Texte de la page:
——
Même genre d'histoire pour Jonathan. "Je devais partir mardi mais je viens de recevoir un mail d’Amoma m'alertant de leur faillite et de contacter l'hôtel. Au final, l'hôtel n'a jamais reçu d'argent de leur part ! Je me retrouve sans hôtel, et avec 700 euros en moins", explique Jonathan.

Hélas, vous allez le voir, il y a très peu de chance pour nos témoins d'obtenir le moindre remboursement…

Un secteur chamboulé

Comme bien d'autres secteurs, celui de la réservation d'hôtel a été complètement chamboulé par la numérisation de notre société. Recherche, paiement: en quelques années, internet a tout changé, pour les hôtels comme pour les touristes.

Il y a bien longtemps, en effet, pour réserver un hôtel, on trouvait souvent ses coordonnées dans un guide, dans un magazine. Pas d'intermédiaire, pas de commission: le touriste payait directement à l'hôtelier. L'autre option, c'était de passer par une agence de voyage ou un tour-opérateur, qui se prenait une commission (allant parfois jusqu'à 20%), mais qui assurait une occupation importante de l'hôtel, surtout en période touristique.

Mais depuis une vingtaine d'années, les choses changent – même si les deux méthodes dont on vient de parler existent encore. De gros acteurs en ligne comme Booking et Expedia sont devenus incontournables: les touristes savent qu'ils y trouveront rapidement et facilement le plus grand choix d'hébergements par région/ville ; les hébergements savent que la plupart des internautes y trouveront leur référence ; des mécanismes de garanties assurent aux deux parties de s'y retrouver quoi qu'il arrive. En 2018, Booking et Expedia ont capté 73% des revenus cumulés des 10 plus grandes plateformes. Et ce grâce à un principe de commission, de 15% à la base (voir les détails) du côté de Booking.
——
Données fournies:
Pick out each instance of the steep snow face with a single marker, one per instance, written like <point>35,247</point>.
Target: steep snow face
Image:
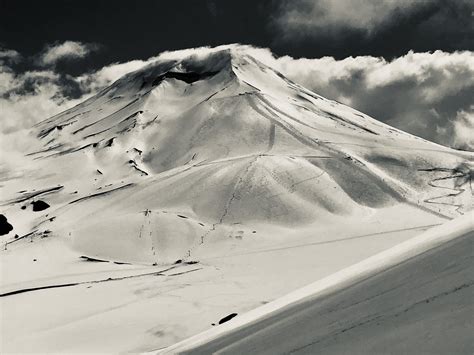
——
Consigne: Reproduisez fidèlement le passage de l'article sur la réservation d'hôtels ci-dessus, en commençant par « Comme bien d'autres » et en poursuivant jusqu'à « en période touristique. » inclus.

Résultat final:
Comme bien d'autres secteurs, celui de la réservation d'hôtel a été complètement chamboulé par la numérisation de notre société. Recherche, paiement: en quelques années, internet a tout changé, pour les hôtels comme pour les touristes.

Il y a bien longtemps, en effet, pour réserver un hôtel, on trouvait souvent ses coordonnées dans un guide, dans un magazine. Pas d'intermédiaire, pas de commission: le touriste payait directement à l'hôtelier. L'autre option, c'était de passer par une agence de voyage ou un tour-opérateur, qui se prenait une commission (allant parfois jusqu'à 20%), mais qui assurait une occupation importante de l'hôtel, surtout en période touristique.